- _O que produzir_:
Apresente em forma de lista numerada as linhas dos dados que vão da linha que contém "Mark a point on every instance of the rear wheel, with" até o final dos dados, incluindo as duas pontas. Deixe de fora as linhas em branco.

- _Conteúdo dos dados_:
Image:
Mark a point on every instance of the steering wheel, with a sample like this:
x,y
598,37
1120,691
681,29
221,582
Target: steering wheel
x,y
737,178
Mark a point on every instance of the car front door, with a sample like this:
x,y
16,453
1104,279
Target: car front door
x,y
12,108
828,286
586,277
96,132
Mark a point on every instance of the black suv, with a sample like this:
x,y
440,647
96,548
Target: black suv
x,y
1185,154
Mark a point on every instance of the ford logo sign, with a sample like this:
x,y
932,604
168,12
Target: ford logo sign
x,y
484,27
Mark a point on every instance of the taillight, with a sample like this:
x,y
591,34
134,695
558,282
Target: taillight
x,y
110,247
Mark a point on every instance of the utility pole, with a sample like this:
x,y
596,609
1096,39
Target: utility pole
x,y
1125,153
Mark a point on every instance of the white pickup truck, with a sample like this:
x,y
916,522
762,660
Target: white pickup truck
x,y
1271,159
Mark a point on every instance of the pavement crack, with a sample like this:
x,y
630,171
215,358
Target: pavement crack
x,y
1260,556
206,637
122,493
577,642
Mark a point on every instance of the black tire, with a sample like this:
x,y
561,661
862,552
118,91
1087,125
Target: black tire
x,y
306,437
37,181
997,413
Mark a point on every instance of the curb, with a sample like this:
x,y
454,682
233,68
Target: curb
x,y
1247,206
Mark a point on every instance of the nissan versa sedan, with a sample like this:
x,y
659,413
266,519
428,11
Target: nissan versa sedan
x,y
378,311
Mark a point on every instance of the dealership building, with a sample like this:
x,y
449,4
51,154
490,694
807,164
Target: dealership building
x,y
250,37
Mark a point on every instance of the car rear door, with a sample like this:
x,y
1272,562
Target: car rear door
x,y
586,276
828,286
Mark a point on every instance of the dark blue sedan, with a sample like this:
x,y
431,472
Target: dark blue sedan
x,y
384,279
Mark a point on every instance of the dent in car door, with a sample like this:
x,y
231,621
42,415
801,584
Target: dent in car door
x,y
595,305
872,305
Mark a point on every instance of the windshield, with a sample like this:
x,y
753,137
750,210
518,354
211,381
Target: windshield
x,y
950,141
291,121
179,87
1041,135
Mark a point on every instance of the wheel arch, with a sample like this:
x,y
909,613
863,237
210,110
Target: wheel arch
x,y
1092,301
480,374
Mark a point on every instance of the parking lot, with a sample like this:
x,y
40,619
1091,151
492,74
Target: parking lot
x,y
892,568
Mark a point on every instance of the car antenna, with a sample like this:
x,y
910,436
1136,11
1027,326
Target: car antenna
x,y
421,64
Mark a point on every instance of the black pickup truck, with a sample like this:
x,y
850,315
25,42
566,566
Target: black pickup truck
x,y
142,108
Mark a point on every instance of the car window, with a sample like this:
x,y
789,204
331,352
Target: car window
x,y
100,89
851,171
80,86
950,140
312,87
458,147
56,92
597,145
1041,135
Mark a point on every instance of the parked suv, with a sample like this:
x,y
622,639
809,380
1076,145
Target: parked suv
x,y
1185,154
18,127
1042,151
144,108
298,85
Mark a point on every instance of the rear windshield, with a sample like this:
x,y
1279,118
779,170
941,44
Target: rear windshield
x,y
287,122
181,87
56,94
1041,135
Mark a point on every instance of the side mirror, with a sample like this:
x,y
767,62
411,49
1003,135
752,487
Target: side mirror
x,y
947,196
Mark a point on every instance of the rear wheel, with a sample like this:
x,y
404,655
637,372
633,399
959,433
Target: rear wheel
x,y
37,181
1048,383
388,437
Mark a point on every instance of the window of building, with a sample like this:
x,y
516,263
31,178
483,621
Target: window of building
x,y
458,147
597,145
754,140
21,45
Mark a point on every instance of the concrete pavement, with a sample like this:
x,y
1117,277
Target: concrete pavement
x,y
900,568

- _Resposta escrita_:
1. Mark a point on every instance of the rear wheel, with a sample like this:
2. x,y
3. 404,655
4. 637,372
5. 633,399
6. 959,433
7. Target: rear wheel
8. x,y
9. 37,181
10. 1048,383
11. 388,437
12. Mark a point on every instance of the window of building, with a sample like this:
13. x,y
14. 516,263
15. 31,178
16. 483,621
17. Target: window of building
18. x,y
19. 458,147
20. 597,145
21. 754,140
22. 21,45
23. Mark a point on every instance of the concrete pavement, with a sample like this:
24. x,y
25. 1117,277
26. Target: concrete pavement
27. x,y
28. 900,568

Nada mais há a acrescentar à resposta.